● **Document segment**
◇ ◇ ◇ ◇ ◇ ◇ ◇

National Trans Visibility March on September 28, 2019 in DC. Photo by Shutterstock.com/DCStockPhotography

Georgia Senate Forms Committee on Banning Trans Girls from Sports

Editor’s note: This article contains transphobic rhetoric.

The Georgia state Senate has formed a committee that will issue findings and recommendations relating to the issue of transgender girls competing on girls’ sports teams in school.

Sen. Greg Dolezal was appointed Chairman of the Georgia Senate Special Committee on the Protection of Women’s Sports on August 2. The panel, which includes seven Republicans — Dolezal, Sen. Jason Anavitarte, Sen. Clint Dixon, Sen. Bo Hatchett, Sen. Billy Hickman, and Sen. Blake Tillery — and two Democrats, Sen. Freddie Powell Sims and Sen. Sheikh Rahman — will have until December 15 to make legislative recommendations regarding the allowance of transgender girls on athletic teams that align with their gender identity. Notably, only one of the nine committee members is a woman.

◇ ◇ ◇ ◇ ◇ ◇ ◇

● **Records shown**
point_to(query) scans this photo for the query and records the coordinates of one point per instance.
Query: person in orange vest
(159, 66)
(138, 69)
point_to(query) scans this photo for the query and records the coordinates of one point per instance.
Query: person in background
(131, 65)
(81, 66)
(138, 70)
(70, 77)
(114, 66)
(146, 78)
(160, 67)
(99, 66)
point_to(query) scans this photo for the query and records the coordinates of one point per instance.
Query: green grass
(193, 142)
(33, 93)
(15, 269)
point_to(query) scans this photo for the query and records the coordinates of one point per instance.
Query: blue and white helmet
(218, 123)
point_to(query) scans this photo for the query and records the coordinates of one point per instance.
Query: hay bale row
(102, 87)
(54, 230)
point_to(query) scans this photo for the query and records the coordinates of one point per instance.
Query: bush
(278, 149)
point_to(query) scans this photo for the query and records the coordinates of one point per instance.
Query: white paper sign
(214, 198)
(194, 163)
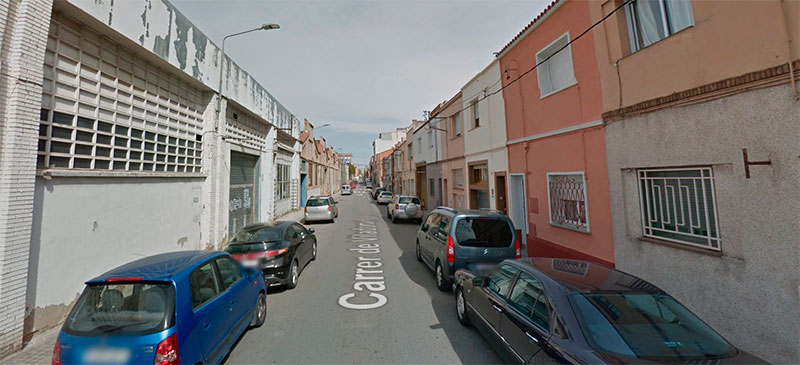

◇ ◇ ◇ ◇ ◇ ◇ ◇

Answer these questions from the article on the Georgia Senate sports committee.
1. On what date was the National Trans Visibility March shown in the photo?
2. Who was appointed chairman of the committee, and on what date?
3. By what date must the panel make its legislative recommendations?

1. September 28, 2019
2. Sen. Greg Dolezal, on August 2
3. December 15